(AIM OF THE EXERCISE):
Your task is to give the data again, exactly, with every line intact.
[Begin RECORDS SUPPLIED]
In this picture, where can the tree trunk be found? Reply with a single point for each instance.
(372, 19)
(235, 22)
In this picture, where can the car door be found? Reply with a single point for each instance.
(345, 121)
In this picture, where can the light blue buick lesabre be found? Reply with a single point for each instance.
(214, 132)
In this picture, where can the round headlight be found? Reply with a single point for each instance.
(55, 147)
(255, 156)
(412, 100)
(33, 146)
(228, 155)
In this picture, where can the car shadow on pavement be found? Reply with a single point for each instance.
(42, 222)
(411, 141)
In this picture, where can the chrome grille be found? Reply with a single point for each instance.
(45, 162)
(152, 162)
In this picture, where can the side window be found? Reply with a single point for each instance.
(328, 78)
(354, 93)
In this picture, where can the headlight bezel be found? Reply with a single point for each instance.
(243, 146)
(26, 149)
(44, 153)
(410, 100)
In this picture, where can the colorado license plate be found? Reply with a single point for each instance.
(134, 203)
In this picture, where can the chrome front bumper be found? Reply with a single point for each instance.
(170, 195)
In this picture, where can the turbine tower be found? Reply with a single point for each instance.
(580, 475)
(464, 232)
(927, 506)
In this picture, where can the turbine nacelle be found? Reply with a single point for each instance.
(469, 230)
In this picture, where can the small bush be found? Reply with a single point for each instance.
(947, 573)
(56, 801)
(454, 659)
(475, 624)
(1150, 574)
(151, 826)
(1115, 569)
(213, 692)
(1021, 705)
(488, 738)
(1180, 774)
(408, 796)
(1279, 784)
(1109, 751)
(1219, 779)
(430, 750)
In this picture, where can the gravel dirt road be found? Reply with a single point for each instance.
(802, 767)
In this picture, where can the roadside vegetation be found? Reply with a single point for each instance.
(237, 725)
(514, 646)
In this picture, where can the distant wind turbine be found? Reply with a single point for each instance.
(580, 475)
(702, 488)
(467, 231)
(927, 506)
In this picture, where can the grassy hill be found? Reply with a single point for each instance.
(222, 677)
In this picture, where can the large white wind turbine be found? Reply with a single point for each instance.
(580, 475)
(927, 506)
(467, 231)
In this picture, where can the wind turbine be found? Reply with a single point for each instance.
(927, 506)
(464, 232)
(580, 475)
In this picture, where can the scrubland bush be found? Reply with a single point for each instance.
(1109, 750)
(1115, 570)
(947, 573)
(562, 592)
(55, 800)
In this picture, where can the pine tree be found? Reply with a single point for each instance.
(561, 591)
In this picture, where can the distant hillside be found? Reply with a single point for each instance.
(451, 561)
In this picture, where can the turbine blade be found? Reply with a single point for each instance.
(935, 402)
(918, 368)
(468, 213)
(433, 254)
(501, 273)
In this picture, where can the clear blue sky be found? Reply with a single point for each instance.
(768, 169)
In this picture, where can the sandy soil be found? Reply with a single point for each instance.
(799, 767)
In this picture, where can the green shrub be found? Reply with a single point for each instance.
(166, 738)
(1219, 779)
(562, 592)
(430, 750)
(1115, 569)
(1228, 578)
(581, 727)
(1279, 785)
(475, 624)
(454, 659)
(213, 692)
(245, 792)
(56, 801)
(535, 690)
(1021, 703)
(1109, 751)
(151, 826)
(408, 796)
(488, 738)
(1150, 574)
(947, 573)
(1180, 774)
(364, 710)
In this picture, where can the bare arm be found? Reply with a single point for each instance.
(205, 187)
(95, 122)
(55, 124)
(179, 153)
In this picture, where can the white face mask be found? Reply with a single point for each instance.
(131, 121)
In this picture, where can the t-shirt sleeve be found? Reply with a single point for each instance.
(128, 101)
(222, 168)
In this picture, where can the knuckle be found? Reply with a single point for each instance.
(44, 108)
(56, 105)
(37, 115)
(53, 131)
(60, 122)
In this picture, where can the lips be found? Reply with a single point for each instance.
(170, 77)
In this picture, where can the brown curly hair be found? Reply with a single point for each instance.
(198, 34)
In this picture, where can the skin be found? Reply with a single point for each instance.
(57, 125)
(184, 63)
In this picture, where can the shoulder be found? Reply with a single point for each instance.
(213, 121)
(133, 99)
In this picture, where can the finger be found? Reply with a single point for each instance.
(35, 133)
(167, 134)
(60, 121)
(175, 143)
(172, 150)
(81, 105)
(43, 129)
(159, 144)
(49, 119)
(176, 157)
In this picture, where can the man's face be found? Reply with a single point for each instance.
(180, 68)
[End RECORDS SUPPLIED]
(ANSWER TO THIS TASK):
In this picture, where can the tree trunk be found? Reply with a single point for each instance.
(372, 19)
(235, 22)
In this picture, where can the car door be found? Reply with a single point for each instance.
(345, 121)
In this picture, where can the light blue buick lesabre be found? Reply with a single point for each instance.
(214, 132)
In this picture, where can the round headlight be found? Reply with a single point for each instance.
(55, 147)
(255, 156)
(412, 100)
(33, 146)
(228, 155)
In this picture, where can the car shadow on pavement be found? Reply with a single point for each instance.
(42, 222)
(411, 141)
In this picture, where can the chrome grille be found? Reply with a single point for each instance.
(45, 162)
(152, 162)
In this picture, where can the side window be found? Reply with a single point for each instance.
(328, 78)
(354, 93)
In this picture, where can the headlight bezel be found? Reply with a single point for each instance.
(243, 146)
(26, 149)
(44, 153)
(410, 100)
In this picture, where can the colorado license plate be found? Reply with a single point for each instance.
(134, 203)
In this picture, where can the chrome front bumper be found? Reply with a single point for each instance.
(170, 195)
In this picture, where can the turbine tower be found? Reply with a single point for each instance.
(580, 475)
(464, 232)
(927, 506)
In this picture, where can the turbine nacelle be found? Reply with a single point for each instance.
(469, 230)
In this picture, where can the small bush be found? Reply with a single point for each instance.
(947, 573)
(56, 801)
(454, 659)
(475, 624)
(1150, 574)
(151, 826)
(1115, 569)
(213, 692)
(1021, 705)
(488, 738)
(1180, 774)
(408, 796)
(1279, 784)
(1109, 751)
(1219, 779)
(430, 750)
In this picture, where can the gravel dirt road be found? Reply with a single point for each instance.
(802, 767)
In this picture, where can the roadside vegetation be found? Reply with a single point for each instance.
(237, 725)
(514, 646)
In this picture, where can the distant wind turbine be found? Reply with a single point for each instance.
(580, 475)
(702, 488)
(467, 231)
(927, 506)
In this picture, where can the grassy hill be found? Reply with a single point for each instance.
(222, 677)
In this picture, where can the large white wind turbine be found? Reply with a single point for each instance.
(580, 475)
(927, 506)
(467, 231)
In this picture, where can the wind turbine be found? Reply with a single point for each instance.
(927, 506)
(464, 232)
(580, 475)
In this picture, where can the scrubland bush be found? Reply with a single point for each instance.
(1109, 750)
(1115, 570)
(947, 573)
(562, 592)
(55, 800)
In this picture, where can the pine tree be found? Reply with a single point for each instance.
(561, 591)
In this picture, where can the distant hillside be found? Reply with a single point for each instance.
(451, 561)
In this picture, where can the turbine blade be found? Reply with a single point for each instance.
(935, 402)
(918, 368)
(468, 213)
(433, 254)
(501, 273)
In this picture, where can the clear blue sky be found? Reply with a single point for each instance.
(768, 169)
In this picture, where can the sandy soil be found? Reply with a single point for each instance.
(799, 767)
In this picture, where can the green shrub be found? Reply with a single point for each instance.
(166, 738)
(1219, 779)
(562, 592)
(430, 750)
(1115, 569)
(1228, 578)
(581, 727)
(1279, 785)
(475, 624)
(454, 659)
(213, 692)
(245, 792)
(56, 801)
(535, 690)
(1021, 703)
(1109, 751)
(151, 826)
(408, 796)
(488, 738)
(1150, 574)
(947, 573)
(1180, 774)
(364, 710)
In this picture, where can the bare arm be found? Reply with a single point for each instance.
(205, 187)
(95, 122)
(55, 124)
(179, 153)
In this picture, where can the white face mask be found? Reply with a single point for each instance.
(131, 121)
In this picture, where can the t-shirt sleeve be found? Reply with a single point for each instance.
(128, 101)
(222, 168)
In this picture, where can the knuckle be found? Reply with a single point for each instance.
(44, 108)
(56, 105)
(37, 115)
(53, 131)
(60, 122)
In this picture, where can the lips be found? Reply with a single point for each instance.
(170, 77)
In this picture, where can the brown curly hair be found? Reply with a single point for each instance.
(198, 34)
In this picture, where can the skin be found? Reply with a single point for each instance.
(57, 125)
(184, 63)
In this picture, where can the shoulder be found? Reply with a single point for each instance.
(213, 121)
(133, 99)
In this picture, where can the finger be found? Reply with a single point for each instance.
(35, 133)
(167, 134)
(60, 121)
(175, 143)
(172, 150)
(81, 105)
(43, 129)
(159, 144)
(49, 119)
(176, 157)
In this picture, where can the man's face be found? Reply with a single point for each instance.
(180, 68)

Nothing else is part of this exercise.